▸ WHAT THE EXERCISE ASKS
All lines before the one containing "point_to MUST indicate the castle battlement", plus that line itself, are to be printed exactly as they appear below.

▸ Collected data entries
+++
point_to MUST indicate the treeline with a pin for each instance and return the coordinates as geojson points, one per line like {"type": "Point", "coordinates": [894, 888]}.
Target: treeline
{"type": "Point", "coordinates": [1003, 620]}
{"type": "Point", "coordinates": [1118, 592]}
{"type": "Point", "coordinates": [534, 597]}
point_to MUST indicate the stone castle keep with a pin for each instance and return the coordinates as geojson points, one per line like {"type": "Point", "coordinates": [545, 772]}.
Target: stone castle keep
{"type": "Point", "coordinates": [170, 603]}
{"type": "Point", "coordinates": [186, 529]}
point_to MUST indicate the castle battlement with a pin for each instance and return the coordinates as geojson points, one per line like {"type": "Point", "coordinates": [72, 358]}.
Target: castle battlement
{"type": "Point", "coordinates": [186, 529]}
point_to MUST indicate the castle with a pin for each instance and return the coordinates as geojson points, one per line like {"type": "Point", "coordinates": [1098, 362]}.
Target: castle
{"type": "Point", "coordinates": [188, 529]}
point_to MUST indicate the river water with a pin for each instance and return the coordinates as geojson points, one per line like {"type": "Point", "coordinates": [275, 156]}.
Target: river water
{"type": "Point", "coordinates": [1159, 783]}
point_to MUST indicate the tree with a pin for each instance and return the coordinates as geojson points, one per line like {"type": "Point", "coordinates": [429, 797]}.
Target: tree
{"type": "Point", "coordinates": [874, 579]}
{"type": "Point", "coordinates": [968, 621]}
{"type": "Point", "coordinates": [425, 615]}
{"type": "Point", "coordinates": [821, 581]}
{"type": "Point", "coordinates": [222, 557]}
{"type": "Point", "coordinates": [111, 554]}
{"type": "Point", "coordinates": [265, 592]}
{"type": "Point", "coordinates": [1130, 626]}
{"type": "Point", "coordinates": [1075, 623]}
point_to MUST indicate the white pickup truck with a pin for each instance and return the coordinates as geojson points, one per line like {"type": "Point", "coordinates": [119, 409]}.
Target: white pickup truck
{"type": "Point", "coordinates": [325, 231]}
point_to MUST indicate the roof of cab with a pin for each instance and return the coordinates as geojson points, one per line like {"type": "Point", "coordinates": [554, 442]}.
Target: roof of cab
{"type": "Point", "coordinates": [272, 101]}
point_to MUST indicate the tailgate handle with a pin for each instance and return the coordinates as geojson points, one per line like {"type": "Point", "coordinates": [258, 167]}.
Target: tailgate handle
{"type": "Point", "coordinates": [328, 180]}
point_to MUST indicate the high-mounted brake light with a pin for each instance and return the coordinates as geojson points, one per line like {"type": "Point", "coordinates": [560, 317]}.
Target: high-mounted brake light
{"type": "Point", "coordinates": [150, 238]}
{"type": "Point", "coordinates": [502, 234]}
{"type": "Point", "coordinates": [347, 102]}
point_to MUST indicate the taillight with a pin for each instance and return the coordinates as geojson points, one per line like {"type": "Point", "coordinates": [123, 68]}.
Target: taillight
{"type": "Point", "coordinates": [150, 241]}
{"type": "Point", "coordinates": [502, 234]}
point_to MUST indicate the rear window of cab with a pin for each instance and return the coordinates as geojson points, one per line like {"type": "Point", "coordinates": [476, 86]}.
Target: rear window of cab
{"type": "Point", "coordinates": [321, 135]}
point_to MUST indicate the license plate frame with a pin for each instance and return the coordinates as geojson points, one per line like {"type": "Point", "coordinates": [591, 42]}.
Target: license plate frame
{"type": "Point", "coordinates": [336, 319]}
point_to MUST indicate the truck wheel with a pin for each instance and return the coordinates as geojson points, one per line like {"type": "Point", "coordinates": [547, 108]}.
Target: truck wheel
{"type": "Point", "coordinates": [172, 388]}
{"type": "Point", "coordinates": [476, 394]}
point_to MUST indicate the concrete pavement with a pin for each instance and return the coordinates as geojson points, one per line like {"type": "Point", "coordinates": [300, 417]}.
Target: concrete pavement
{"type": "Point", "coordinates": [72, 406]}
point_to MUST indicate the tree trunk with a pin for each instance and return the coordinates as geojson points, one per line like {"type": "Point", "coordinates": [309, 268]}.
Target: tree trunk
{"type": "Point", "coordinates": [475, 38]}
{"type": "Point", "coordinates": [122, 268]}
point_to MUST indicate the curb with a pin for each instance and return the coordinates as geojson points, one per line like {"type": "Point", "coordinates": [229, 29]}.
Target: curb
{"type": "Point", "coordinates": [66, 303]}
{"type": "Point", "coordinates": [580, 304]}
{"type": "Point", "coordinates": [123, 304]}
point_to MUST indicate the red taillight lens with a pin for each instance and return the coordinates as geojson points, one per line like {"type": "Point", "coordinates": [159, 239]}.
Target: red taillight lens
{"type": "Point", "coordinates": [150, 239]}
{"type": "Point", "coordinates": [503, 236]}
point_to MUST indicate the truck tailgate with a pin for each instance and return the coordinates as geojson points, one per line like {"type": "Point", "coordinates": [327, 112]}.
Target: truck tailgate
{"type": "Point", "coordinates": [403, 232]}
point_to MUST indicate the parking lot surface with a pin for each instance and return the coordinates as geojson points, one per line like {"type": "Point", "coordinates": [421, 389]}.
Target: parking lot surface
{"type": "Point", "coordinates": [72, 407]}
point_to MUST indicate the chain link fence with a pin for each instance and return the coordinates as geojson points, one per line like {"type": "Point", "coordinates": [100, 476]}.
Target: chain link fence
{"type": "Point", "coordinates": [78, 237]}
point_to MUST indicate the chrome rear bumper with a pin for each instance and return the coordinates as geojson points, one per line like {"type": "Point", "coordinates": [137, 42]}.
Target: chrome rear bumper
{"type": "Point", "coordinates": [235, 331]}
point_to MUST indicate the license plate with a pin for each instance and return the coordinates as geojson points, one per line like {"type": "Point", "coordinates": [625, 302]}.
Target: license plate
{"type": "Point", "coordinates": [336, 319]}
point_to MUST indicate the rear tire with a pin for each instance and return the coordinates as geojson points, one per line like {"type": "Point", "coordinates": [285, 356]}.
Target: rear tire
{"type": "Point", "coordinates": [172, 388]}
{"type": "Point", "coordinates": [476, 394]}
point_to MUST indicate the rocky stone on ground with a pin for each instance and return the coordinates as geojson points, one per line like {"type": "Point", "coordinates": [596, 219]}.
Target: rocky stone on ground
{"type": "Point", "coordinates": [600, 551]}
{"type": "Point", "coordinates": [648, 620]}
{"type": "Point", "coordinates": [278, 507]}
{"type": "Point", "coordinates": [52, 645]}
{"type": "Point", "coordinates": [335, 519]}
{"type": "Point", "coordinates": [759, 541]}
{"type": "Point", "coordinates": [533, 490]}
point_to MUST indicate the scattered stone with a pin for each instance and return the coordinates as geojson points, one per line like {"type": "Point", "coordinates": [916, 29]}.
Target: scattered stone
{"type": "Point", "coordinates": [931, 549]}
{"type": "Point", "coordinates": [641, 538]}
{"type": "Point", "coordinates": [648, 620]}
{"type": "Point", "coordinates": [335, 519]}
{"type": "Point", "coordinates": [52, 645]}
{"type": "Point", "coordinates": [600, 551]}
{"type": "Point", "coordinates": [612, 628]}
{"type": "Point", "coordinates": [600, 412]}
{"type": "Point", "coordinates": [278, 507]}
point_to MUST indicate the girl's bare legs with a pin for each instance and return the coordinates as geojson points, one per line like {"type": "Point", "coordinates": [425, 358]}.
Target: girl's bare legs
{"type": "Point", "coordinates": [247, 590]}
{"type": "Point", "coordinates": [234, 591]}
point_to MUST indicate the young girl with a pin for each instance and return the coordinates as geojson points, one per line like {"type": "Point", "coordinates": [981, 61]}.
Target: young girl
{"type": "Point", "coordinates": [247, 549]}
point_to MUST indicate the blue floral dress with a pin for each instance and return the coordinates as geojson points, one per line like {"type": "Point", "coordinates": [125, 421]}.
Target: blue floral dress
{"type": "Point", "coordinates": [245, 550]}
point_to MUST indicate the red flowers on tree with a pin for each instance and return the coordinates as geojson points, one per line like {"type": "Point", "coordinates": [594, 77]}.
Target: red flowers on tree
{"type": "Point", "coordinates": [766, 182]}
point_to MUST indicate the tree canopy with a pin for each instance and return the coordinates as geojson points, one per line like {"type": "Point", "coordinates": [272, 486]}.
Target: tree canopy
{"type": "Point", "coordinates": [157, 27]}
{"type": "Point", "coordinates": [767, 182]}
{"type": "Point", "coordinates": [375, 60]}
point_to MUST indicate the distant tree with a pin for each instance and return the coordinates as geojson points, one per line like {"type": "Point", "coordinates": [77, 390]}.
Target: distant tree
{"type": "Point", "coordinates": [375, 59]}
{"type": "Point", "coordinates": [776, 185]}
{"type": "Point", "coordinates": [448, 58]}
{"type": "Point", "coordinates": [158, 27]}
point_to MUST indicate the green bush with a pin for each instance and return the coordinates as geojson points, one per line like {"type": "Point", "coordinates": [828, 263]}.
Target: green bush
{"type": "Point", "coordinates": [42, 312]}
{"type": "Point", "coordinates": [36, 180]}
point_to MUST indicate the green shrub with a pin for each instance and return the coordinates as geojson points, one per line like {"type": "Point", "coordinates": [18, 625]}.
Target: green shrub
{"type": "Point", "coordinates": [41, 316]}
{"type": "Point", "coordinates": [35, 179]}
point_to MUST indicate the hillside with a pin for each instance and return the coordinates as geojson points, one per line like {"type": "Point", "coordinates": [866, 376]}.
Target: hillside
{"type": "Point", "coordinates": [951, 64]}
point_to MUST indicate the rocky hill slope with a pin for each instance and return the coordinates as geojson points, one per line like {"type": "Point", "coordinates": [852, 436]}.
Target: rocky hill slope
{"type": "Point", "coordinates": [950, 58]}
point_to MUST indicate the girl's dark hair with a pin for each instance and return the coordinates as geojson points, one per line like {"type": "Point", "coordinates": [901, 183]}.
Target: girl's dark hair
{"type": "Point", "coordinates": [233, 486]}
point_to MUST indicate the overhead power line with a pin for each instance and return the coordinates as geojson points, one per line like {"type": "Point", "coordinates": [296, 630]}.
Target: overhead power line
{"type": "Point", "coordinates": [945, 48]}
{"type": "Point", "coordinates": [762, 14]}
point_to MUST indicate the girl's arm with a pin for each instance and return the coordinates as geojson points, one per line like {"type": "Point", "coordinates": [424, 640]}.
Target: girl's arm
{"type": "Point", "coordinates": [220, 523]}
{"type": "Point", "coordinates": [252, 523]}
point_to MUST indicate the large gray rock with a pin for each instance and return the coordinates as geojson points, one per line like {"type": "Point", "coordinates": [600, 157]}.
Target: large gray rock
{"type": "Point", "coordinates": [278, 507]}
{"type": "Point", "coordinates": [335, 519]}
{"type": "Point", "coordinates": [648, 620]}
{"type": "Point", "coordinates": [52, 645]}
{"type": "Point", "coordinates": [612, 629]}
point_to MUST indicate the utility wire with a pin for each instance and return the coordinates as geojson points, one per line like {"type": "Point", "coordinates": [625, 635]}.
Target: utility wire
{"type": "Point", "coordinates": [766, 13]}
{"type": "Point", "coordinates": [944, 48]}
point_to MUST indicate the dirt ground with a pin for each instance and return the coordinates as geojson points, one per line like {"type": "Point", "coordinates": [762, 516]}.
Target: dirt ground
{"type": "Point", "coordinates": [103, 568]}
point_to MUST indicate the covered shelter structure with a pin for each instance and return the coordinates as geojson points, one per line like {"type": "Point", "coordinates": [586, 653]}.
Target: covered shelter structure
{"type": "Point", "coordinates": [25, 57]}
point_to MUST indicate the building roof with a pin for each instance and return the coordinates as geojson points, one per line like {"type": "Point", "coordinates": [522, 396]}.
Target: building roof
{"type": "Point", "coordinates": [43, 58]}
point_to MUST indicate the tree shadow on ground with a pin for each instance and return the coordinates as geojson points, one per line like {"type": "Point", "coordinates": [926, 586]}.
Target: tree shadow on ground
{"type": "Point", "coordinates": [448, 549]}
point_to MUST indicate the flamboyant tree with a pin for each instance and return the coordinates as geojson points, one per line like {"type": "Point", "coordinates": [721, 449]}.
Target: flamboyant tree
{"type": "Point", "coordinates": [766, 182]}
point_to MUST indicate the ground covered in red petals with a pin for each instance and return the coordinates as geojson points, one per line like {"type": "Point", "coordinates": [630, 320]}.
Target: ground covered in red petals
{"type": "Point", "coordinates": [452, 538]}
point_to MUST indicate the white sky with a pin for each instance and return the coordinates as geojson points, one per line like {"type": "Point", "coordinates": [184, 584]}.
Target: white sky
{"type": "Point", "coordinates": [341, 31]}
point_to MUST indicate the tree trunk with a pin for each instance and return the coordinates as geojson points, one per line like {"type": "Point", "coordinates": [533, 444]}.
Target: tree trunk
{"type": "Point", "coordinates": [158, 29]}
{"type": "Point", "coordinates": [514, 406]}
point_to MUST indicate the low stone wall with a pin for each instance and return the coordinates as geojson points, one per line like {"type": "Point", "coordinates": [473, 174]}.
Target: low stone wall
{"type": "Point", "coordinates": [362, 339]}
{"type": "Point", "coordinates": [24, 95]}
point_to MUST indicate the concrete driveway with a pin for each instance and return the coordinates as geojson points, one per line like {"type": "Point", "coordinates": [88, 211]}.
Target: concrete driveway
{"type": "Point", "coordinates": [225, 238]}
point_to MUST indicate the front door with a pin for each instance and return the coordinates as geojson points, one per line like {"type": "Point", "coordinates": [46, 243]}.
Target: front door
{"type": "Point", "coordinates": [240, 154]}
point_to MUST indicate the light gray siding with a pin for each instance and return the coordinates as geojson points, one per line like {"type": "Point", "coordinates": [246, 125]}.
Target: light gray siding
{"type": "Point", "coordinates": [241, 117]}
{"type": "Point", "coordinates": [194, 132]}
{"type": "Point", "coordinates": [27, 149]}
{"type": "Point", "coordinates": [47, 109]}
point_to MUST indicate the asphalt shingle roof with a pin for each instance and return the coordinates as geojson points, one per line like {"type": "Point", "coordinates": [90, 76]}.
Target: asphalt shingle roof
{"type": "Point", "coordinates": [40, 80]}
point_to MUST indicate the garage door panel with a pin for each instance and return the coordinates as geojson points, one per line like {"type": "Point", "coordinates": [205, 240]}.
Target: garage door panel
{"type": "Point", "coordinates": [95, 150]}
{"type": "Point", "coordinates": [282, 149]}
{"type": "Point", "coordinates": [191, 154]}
+++
▸ ANSWER TO THIS TASK
point_to MUST indicate the treeline with a pin for each instance and return the coordinates as geojson points, one per line like {"type": "Point", "coordinates": [894, 888]}.
Target: treeline
{"type": "Point", "coordinates": [1003, 620]}
{"type": "Point", "coordinates": [1118, 592]}
{"type": "Point", "coordinates": [534, 597]}
point_to MUST indicate the stone castle keep with a pin for each instance and return the coordinates as geojson points, one per line like {"type": "Point", "coordinates": [545, 772]}.
Target: stone castle keep
{"type": "Point", "coordinates": [170, 603]}
{"type": "Point", "coordinates": [186, 529]}
point_to MUST indicate the castle battlement with a pin for each instance and return the coordinates as geojson points, one per line like {"type": "Point", "coordinates": [72, 358]}.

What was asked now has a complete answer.